Written request a: From the entries below, copy every line that contains the string "Trace".

Stochastic RSI basics
Stochastic RSI was developed to increase sensitivity and reliability of the regular RSI indicator when it comes to trading off overbought/oversold RSI levels.
The authors of the Stochastic RSI indicator - Tushard Chande and Stanley Kroll - explain that often regular RSI indicator would trade in between 20 and 80 levels for extended periods of times without ever reaching an oversold/overbought areas where many traders seek trading opportunities.
When combining RSI with Stochastic, a new indicator - Stochastic RSI - provides better and more distinctive signals to trade upon.
Let's compare regular RSI and Stochastic with their new improved version - Stochastic RSI:
As we can see, unlike other indicators Stochastic RSI was able to reach overbought/oversold levels all the time and even remain there longer before moving in the opposite direction.
Let's now take a closer look at the overbought/oversold levels created by Stochastic RSI:
How to trade with Stochastic RSI
When trading with Stochastic RSI traders look for the following signals:
1. Trading with Stochastic RSI oversold/overbought levels:
When StochRSI exits from oversold (below 20) level up - Buy.
Notice, that unlike with RSI, where we used 30 and 70 levels as oversold/overbought, here we use 20 and 80, same as for Stochastic indicator.

Written request b: According to the Stochastic RSI text, who are the authors of the Stochastic RSI indicator?

(Contour labeling entries)
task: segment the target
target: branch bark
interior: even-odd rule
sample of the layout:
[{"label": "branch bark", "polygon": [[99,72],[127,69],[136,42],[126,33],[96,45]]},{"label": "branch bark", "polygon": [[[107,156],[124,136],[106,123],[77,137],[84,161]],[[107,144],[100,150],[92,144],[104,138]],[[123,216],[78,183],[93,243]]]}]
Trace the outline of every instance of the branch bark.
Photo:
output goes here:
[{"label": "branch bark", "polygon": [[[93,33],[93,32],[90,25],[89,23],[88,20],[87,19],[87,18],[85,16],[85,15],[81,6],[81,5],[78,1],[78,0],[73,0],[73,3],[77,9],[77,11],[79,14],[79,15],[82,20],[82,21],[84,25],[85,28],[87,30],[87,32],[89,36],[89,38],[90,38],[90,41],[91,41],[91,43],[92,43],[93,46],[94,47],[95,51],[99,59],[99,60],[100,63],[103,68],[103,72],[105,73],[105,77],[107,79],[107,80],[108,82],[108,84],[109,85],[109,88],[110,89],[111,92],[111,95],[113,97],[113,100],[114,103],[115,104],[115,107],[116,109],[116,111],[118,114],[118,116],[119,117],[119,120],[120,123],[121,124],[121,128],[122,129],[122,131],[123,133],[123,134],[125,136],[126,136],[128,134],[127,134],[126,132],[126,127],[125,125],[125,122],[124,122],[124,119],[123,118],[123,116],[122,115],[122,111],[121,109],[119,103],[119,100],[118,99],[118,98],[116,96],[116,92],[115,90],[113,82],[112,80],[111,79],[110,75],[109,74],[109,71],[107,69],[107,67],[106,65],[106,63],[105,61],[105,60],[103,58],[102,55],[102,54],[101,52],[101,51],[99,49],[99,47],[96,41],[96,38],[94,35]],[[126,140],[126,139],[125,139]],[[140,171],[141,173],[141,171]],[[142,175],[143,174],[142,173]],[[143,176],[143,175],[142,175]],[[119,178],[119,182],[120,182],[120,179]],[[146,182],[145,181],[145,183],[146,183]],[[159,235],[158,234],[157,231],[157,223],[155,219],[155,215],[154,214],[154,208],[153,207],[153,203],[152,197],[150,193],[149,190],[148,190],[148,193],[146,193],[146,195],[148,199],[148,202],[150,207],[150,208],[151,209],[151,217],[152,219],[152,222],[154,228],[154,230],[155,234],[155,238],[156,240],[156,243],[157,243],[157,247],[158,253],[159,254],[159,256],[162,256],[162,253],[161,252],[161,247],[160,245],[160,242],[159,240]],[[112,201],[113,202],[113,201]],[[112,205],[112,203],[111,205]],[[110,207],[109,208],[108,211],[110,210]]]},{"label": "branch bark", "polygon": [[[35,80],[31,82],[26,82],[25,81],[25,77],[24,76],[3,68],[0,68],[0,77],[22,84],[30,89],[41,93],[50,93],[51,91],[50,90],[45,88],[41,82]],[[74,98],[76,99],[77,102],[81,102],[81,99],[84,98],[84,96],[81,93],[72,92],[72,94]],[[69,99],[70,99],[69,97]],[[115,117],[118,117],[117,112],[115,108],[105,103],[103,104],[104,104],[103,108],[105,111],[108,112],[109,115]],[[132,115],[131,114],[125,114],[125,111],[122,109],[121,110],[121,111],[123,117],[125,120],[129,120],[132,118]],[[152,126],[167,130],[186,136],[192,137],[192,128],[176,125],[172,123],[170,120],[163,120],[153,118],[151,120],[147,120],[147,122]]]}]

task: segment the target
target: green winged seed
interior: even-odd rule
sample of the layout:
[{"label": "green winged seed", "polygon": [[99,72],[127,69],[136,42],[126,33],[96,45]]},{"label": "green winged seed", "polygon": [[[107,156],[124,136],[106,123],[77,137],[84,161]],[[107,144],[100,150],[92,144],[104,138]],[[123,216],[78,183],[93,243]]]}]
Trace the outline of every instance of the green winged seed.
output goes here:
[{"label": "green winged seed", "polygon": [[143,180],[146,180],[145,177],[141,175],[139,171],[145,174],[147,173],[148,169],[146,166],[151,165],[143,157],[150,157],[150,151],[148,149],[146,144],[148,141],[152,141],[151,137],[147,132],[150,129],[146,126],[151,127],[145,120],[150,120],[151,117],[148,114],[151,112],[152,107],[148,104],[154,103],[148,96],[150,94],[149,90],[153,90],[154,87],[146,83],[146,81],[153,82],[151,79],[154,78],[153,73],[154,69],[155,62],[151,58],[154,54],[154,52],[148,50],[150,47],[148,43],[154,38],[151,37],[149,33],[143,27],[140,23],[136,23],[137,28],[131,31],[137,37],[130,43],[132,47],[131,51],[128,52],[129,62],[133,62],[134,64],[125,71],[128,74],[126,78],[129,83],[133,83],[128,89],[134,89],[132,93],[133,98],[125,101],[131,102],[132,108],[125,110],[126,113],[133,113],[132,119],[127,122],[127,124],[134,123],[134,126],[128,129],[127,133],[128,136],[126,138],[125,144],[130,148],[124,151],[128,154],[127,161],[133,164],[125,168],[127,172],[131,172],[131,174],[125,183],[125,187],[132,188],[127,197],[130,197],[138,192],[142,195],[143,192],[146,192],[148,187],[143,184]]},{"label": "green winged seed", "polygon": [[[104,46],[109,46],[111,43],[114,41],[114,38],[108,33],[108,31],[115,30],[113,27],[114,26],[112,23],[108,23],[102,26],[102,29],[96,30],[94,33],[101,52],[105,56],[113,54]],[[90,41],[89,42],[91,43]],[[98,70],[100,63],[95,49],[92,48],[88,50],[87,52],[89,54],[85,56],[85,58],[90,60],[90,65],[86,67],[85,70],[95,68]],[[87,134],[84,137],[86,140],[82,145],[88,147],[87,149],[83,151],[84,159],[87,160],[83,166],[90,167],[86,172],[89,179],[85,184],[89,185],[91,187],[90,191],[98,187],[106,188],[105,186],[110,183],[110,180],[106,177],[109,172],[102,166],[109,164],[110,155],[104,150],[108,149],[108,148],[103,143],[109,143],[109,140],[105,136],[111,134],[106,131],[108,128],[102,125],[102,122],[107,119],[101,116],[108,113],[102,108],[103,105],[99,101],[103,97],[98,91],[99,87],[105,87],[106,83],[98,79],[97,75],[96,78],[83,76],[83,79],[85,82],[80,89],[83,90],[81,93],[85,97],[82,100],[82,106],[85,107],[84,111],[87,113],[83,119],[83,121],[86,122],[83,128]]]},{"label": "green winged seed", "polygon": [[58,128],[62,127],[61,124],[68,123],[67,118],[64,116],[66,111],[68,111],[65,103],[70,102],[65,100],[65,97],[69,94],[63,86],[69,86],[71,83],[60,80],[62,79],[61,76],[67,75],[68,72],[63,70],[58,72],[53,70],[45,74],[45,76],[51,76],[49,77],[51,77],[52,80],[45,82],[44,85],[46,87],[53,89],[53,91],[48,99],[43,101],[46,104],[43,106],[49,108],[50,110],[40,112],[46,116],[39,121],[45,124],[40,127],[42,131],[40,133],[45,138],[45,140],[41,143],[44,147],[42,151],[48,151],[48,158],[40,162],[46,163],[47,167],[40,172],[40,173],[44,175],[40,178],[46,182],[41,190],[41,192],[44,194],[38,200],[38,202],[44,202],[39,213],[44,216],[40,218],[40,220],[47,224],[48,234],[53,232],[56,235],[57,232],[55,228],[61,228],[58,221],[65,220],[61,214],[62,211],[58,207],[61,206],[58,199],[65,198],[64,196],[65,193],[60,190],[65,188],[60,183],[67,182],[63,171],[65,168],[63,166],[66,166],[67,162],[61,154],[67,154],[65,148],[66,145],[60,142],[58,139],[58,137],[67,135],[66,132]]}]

Written response a:
Trace the outline of every instance of the branch bark.
Trace the outline of every instance of the green winged seed.

Written response b: Tushard Chande and Stanley Kroll